Records shown.
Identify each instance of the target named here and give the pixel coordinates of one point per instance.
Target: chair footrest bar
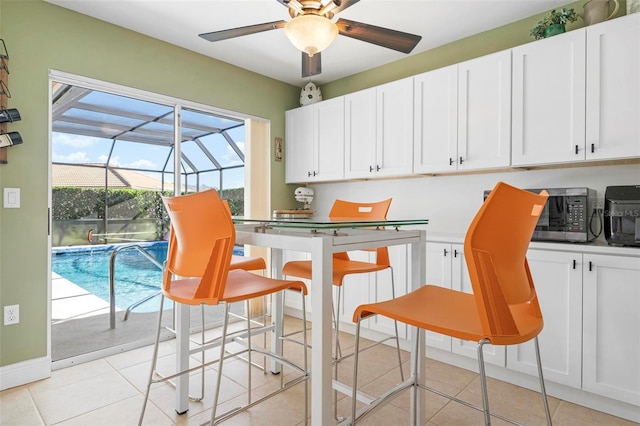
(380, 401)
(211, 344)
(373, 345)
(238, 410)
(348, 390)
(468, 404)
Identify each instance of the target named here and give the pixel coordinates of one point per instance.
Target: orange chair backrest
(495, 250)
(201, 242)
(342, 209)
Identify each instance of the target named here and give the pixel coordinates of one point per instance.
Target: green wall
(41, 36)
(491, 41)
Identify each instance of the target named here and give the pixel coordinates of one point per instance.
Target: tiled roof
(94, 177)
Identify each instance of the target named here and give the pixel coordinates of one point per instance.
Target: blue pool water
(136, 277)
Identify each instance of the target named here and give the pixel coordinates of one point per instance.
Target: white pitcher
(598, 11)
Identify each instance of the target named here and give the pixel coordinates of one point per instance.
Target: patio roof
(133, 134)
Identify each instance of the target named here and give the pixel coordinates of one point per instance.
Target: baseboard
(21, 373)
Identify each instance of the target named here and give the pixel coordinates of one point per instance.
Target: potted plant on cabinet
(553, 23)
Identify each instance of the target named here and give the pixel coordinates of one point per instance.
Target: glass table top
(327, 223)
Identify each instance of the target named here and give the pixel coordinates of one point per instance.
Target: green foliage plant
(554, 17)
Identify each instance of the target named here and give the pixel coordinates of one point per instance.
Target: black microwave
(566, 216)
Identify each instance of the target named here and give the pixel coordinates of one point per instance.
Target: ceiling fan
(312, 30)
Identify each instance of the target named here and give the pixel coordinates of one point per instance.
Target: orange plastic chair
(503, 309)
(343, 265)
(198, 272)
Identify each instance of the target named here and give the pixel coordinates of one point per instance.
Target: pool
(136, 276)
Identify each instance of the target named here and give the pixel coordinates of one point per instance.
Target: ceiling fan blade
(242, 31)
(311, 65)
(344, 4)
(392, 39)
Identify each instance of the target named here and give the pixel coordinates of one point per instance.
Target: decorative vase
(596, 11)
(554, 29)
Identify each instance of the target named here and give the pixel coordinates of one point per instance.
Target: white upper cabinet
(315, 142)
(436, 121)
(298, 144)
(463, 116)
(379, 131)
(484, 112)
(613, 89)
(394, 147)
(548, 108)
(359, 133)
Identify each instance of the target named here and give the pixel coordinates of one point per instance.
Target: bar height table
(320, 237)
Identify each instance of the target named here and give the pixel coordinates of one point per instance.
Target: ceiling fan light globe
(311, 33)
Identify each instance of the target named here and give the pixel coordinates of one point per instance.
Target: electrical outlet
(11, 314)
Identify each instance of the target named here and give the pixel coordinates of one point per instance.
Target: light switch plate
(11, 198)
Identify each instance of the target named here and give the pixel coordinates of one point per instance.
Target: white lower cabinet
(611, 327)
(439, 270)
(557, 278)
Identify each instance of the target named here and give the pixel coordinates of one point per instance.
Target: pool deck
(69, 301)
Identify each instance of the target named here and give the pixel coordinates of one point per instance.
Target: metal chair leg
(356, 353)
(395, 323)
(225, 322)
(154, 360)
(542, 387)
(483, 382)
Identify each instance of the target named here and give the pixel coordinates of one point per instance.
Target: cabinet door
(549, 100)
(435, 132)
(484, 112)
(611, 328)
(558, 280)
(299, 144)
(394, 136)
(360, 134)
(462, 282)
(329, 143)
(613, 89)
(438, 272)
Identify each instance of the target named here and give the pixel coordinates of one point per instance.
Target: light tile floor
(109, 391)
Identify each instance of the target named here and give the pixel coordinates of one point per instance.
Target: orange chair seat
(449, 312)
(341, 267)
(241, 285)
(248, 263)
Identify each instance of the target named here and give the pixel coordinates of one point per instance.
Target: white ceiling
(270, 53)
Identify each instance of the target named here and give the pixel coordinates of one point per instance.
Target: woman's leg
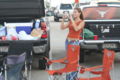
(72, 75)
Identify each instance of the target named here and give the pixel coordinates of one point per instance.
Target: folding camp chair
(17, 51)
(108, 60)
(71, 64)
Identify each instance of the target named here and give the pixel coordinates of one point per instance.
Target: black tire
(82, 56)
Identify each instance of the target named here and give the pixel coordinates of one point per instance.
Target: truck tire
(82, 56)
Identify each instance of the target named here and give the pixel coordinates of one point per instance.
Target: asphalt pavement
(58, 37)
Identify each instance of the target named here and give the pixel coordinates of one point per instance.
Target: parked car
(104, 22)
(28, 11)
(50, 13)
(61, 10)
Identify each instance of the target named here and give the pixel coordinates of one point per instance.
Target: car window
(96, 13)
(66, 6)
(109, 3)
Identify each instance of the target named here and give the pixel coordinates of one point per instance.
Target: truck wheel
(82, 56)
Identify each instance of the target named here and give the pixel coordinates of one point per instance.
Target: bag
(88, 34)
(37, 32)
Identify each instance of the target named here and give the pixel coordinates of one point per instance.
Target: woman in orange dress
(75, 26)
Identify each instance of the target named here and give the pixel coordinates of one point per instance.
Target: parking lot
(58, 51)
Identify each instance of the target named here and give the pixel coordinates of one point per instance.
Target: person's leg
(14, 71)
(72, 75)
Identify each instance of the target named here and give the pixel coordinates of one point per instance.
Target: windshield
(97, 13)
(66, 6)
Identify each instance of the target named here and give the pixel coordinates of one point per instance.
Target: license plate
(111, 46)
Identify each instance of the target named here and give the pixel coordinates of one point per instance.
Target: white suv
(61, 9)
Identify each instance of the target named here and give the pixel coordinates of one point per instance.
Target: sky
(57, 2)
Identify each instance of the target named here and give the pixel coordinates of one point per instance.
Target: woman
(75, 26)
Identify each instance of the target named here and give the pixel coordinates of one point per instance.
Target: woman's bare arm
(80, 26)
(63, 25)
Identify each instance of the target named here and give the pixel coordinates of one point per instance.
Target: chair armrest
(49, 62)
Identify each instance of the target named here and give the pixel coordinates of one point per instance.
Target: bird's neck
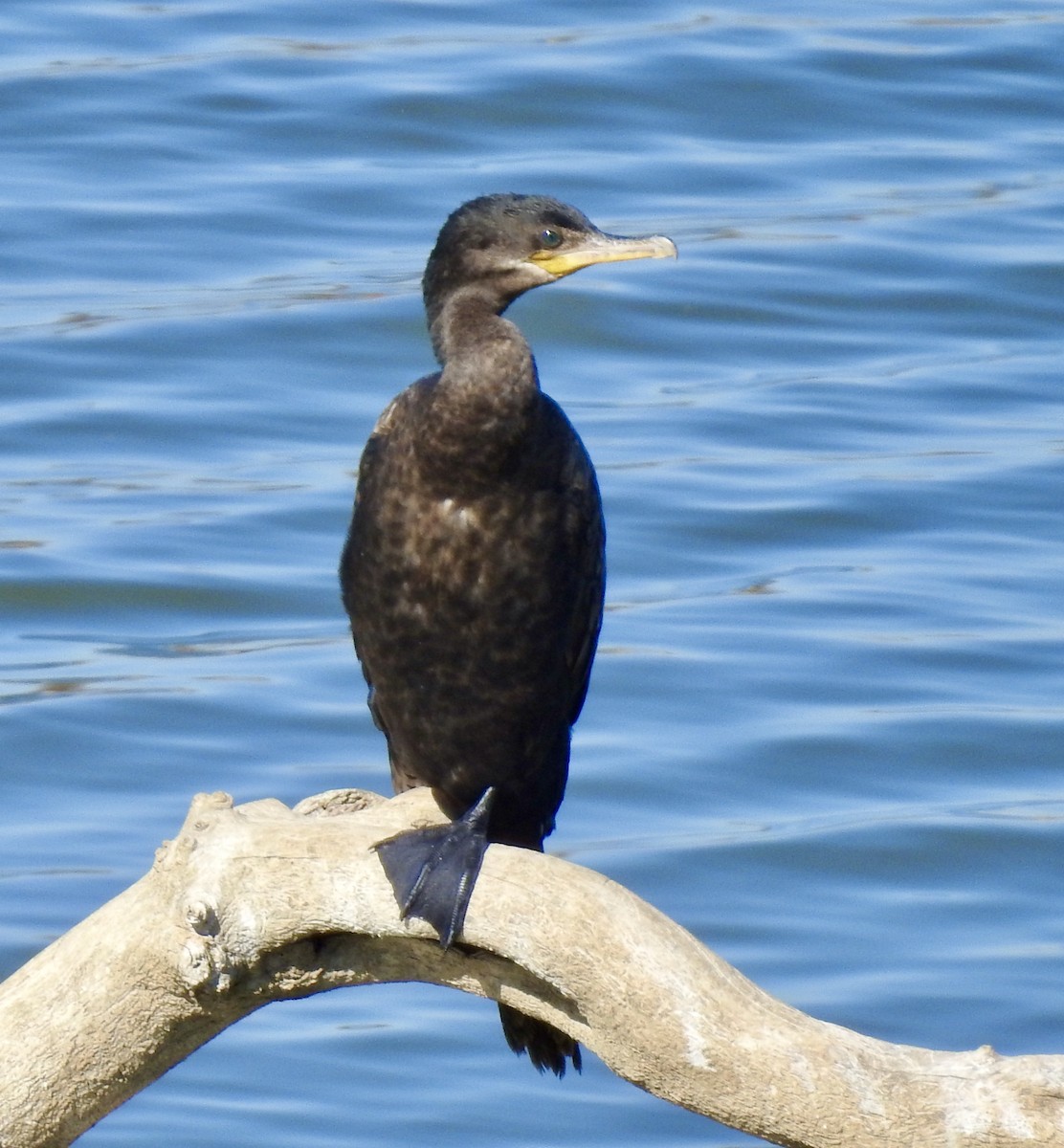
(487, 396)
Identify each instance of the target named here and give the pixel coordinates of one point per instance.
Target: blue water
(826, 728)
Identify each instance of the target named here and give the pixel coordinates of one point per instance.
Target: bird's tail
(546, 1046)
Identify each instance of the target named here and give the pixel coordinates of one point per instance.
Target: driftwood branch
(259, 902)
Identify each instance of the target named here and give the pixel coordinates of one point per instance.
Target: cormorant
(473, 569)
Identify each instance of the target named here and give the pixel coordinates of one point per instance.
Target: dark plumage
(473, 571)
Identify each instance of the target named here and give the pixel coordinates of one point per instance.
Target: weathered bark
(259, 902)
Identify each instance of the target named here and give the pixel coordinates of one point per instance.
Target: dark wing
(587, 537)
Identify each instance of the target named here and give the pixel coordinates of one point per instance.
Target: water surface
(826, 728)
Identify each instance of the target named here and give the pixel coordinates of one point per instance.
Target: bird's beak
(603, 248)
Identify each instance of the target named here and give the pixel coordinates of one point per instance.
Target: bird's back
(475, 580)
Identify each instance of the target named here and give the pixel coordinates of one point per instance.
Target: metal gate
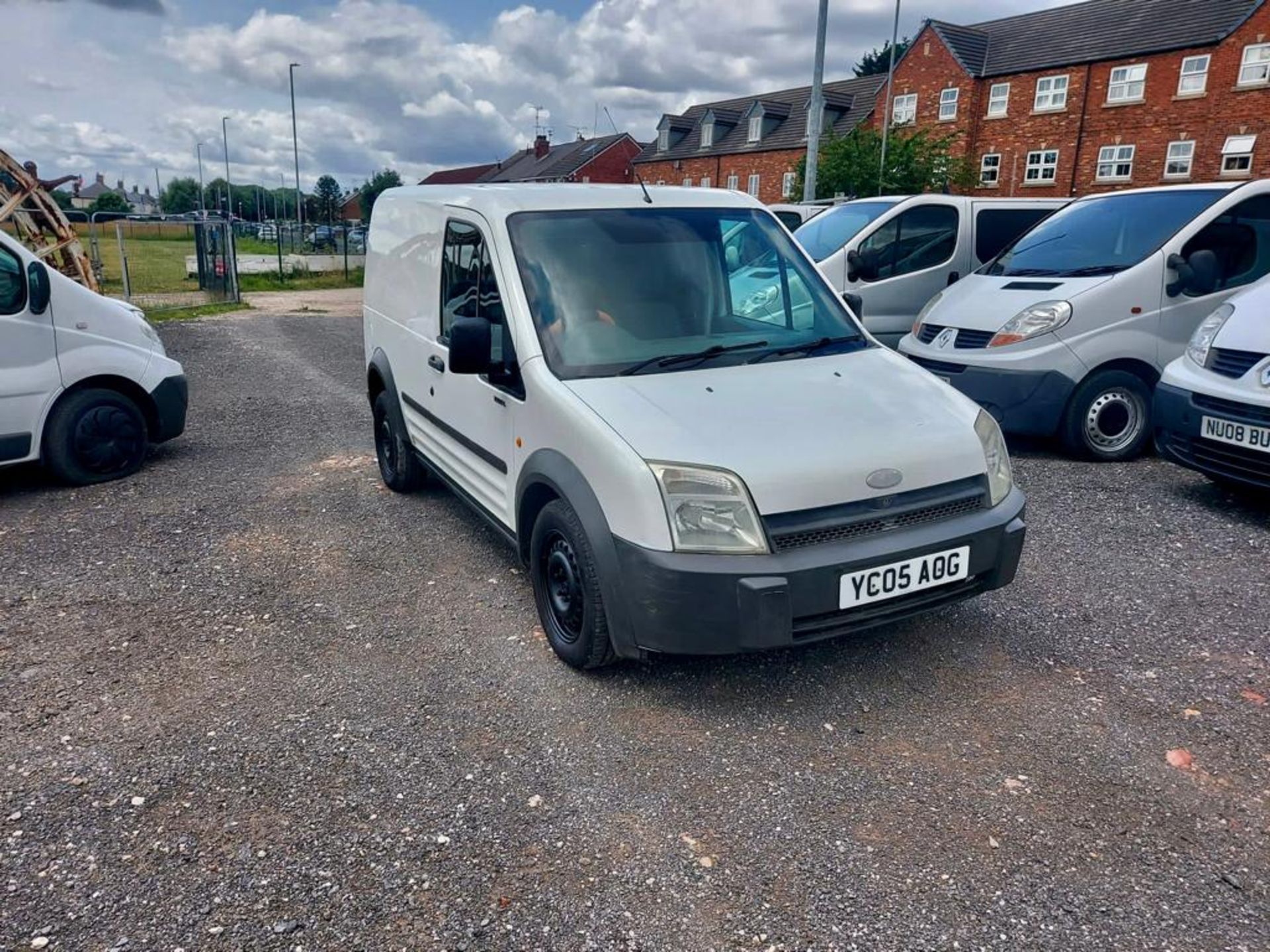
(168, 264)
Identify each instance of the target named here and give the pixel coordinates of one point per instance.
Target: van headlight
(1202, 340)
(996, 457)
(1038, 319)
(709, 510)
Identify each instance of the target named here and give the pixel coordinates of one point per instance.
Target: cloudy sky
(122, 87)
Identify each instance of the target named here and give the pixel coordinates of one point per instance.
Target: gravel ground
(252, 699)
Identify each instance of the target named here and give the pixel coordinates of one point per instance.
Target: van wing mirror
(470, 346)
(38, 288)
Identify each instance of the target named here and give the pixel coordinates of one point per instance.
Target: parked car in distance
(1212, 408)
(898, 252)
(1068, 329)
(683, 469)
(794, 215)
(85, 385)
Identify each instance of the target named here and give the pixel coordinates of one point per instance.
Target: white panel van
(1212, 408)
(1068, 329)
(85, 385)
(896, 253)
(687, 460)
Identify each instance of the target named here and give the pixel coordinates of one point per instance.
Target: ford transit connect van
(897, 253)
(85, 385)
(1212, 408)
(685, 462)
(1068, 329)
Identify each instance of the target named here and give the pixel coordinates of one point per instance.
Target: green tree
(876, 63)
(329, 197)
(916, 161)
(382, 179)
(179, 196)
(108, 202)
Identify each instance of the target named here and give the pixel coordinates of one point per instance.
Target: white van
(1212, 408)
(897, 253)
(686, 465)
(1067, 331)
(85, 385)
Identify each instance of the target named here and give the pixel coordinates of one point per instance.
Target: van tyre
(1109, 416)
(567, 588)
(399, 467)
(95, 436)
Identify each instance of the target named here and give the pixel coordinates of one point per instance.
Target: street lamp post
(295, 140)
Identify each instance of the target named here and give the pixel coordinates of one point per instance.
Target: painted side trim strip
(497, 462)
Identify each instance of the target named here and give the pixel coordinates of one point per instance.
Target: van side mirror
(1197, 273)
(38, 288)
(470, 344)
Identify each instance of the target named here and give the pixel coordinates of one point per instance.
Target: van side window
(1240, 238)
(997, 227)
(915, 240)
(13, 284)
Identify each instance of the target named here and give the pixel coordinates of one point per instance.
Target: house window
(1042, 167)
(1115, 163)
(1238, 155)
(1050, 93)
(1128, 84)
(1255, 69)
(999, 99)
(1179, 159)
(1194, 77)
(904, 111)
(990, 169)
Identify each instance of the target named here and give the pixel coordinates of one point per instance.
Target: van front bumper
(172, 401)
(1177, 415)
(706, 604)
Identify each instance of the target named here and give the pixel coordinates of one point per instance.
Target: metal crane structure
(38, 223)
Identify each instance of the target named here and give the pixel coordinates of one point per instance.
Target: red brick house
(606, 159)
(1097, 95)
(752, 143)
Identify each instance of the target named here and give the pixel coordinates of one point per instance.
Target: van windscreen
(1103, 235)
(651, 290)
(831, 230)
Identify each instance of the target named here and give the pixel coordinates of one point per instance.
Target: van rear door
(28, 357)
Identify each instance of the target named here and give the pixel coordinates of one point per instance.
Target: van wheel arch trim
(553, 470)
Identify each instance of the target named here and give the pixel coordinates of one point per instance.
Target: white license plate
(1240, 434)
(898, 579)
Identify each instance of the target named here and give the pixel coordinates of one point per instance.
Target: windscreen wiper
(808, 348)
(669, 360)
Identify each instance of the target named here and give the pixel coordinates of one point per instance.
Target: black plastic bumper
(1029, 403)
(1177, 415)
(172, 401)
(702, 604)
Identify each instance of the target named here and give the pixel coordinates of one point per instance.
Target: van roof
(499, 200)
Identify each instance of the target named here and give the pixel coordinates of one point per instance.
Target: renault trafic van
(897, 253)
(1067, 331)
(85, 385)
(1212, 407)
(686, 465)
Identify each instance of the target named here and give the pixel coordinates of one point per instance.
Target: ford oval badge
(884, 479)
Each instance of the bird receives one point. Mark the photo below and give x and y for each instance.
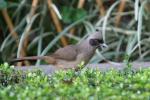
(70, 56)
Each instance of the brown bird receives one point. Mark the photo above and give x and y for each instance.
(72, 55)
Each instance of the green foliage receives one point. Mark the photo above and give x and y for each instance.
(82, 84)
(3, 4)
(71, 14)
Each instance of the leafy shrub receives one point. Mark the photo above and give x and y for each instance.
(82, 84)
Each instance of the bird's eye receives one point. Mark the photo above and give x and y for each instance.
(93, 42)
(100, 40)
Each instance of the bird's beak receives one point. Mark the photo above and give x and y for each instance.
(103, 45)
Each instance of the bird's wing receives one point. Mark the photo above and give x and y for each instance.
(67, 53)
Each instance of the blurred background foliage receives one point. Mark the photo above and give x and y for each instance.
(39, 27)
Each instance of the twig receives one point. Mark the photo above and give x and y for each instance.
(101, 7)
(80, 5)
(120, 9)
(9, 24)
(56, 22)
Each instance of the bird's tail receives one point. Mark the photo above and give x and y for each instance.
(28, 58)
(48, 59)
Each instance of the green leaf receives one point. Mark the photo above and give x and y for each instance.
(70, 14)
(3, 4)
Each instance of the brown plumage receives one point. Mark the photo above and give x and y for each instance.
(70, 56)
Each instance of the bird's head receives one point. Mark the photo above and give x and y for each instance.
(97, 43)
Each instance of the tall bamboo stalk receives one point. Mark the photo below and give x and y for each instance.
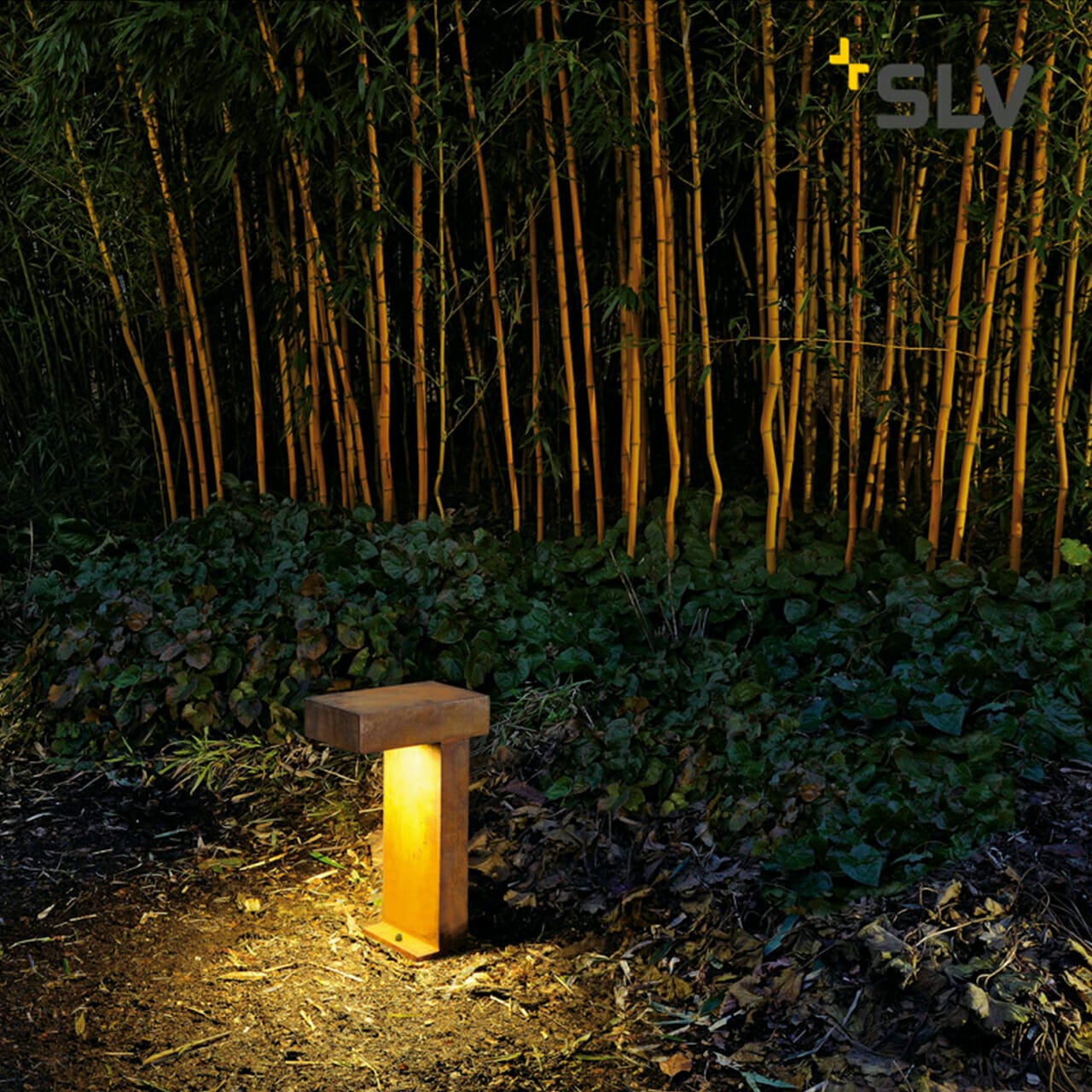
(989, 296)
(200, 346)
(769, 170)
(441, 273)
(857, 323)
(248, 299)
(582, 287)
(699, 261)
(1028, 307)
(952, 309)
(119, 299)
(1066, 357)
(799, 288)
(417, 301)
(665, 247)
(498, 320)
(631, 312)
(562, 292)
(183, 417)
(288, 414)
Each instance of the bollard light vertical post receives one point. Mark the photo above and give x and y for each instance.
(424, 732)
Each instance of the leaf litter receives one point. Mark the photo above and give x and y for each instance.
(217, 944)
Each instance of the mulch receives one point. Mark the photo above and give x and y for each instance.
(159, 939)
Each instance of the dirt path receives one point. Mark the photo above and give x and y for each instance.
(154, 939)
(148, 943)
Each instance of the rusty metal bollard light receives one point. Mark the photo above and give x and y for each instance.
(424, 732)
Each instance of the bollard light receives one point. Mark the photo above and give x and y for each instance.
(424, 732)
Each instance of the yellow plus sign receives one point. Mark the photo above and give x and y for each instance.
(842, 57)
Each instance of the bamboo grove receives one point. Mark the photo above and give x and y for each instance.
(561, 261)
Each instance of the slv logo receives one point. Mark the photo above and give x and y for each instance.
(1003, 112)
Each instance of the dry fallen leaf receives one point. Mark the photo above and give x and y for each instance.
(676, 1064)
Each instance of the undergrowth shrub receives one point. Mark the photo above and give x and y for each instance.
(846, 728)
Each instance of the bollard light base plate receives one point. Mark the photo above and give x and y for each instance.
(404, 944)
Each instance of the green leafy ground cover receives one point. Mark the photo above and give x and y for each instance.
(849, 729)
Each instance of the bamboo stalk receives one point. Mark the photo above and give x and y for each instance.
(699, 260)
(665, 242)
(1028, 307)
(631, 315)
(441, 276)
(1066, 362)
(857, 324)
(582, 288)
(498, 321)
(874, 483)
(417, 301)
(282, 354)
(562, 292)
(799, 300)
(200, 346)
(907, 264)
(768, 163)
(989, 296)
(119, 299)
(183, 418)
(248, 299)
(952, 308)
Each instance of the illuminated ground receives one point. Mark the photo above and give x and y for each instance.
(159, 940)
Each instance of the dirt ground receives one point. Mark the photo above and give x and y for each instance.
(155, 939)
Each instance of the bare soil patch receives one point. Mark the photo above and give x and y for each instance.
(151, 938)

Problem statement. The response should be an exact copy of the lines from the one with "Each instance of the dirt path" through the end of the data, with no other text.

Solution to this exercise.
Each instance of the dirt path receives one point. Mark the photo above and give x and y for each instance.
(154, 939)
(148, 943)
Each instance of the rusty metal bollard light receives one point. Mark the photo above and give x and y for each instance.
(424, 732)
Each instance of the bollard light receives one point. Mark the photo above and give x and y for each instance.
(424, 732)
Each instance of the yellow plus sign receives one point. Mark the photo above and give x and y for each instance.
(842, 57)
Each instance of the bamboo grove receives one point. Mark the photo above and give x and y for each instance.
(561, 261)
Each instance of the slv logo receives one point. Mark the photo above and give x and y for each instance.
(1003, 112)
Each instance of the dry fallen leaf receives one point. Mark the photo above and give x and y for each instance.
(676, 1064)
Each instance of the undergrowth shrub receives one point. Mark the photo above and give x and y for each instance.
(846, 728)
Each instance of the bollard light base plate receives one point. Mark the photo above and give x and y for each instance.
(404, 944)
Each instance of the green leafy ground cover receives one point. Mark the photo above and give x and y for each instance.
(849, 729)
Each instance of the bamboo stalk receives one point. Mark the photo above and give x and y for each instance.
(699, 260)
(665, 242)
(1028, 307)
(631, 315)
(441, 276)
(1066, 362)
(857, 324)
(582, 288)
(498, 321)
(874, 483)
(417, 301)
(282, 354)
(562, 292)
(799, 300)
(200, 346)
(907, 264)
(768, 163)
(989, 296)
(119, 299)
(183, 418)
(248, 299)
(952, 308)
Each instance of the illuminated ground receives one point. Mark the photo above and give x and y for each instance.
(159, 940)
Each instance of the dirt ground receives one point. Mark the photo above and give x and y for each instance.
(155, 939)
Each instance of the bare soil patch receives one point. Mark the photo above and give x and y for each instance.
(151, 938)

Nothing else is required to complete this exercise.